Central Valley School District to Launch Collaboration Time
Adjusted Schedule Allows Teachers to Focus on Student Learning
6/19/2006
Central Valley School District is implementing the next step in a series of continuous improvement initiatives to strengthen student learning and teaching. Beginning in the 2006/07 school year, all district schools will have one hour of dedicated time each week for collaboration, forming a foundation for the creation of Professional Learning Communities (PLCs) within the district’s neighborhood schools.
During collaboration time, school professionals will be working in teams using assessment data to evaluate student learning and intervening as a team when they find students are not learning or are excelling. Collaboration time allows school professionals to share ideas for instructional improvement, giving students access to the strengths of all teachers. As school professionals work together, instead of in isolation, a sense of shared responsibility and accountability is created, focused on the success of each student.
“Collaboration time will permit teachers with a regular, uninterrupted time to work in core unit teams, evaluating student data to provide a more diagnostic review of a child’s learning,” explained Dave Bouge, principal of Bowdish Middle School, who has successfully used collaboration to produce dramatic improvements in student learning in another Central Valley school. “Teaching is a science, not an art form. We use pre- and post-assessments as diagnostic tools to evaluate a child’s learning. We need to prove students have learned or go back and adjust our instruction to make sure they do.”
Collaboration time will be built into the schedules of Central Valley elementary and middle schools with a one-hour late start for students on Thursday mornings, beginning September 14, 2006. The district’s high schools built collaboration time into their schedules nearly two years ago, with a one hour late start on two mornings each week.

_Dataset_
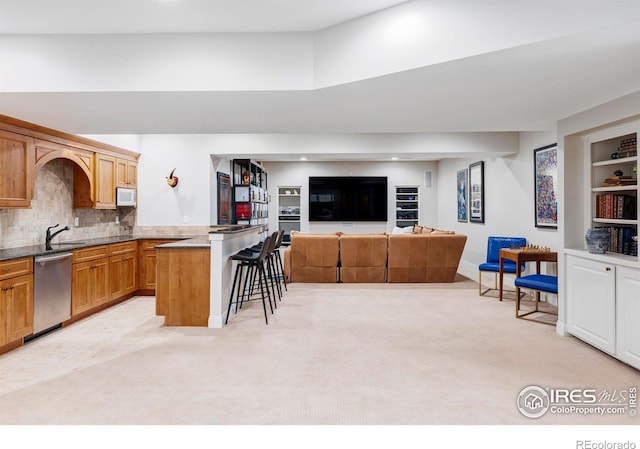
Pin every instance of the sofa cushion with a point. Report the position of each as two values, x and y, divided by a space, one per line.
363 258
424 257
314 257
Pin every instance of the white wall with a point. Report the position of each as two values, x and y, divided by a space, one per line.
156 62
193 201
397 173
419 33
509 201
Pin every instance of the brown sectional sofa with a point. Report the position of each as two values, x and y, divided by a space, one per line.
363 258
316 258
423 257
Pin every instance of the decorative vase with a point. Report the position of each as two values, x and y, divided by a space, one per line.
597 241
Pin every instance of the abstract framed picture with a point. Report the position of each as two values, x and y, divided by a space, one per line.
476 192
545 164
462 194
224 198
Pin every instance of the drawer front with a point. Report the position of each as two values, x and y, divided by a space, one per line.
16 267
91 253
122 248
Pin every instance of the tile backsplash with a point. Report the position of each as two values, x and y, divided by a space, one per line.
53 204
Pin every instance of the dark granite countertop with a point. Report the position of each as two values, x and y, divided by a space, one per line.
60 247
193 241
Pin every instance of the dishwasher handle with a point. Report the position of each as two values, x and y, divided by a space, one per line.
44 259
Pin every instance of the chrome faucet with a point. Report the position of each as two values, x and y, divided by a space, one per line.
50 236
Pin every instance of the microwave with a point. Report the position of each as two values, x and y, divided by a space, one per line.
125 197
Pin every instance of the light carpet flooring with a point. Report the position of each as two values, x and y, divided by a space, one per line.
331 354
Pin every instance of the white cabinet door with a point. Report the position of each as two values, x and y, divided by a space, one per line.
591 302
628 315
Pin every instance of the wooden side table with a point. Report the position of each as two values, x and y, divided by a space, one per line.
520 256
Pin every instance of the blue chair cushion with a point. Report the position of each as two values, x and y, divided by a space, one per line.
495 244
509 266
542 282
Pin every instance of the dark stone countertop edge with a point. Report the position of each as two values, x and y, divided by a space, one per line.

_Instructions to follow_
Answer these questions about the collaboration time article:
1. How much dedicated collaboration time will each district school have per week?
2. Which school is Dave Bouge the principal of?
3. On which day of the week will elementary and middle school students start late?
These entries come from a different source than the article above.

_Task output_
1. One hour
2. Bowdish Middle School
3. Thursday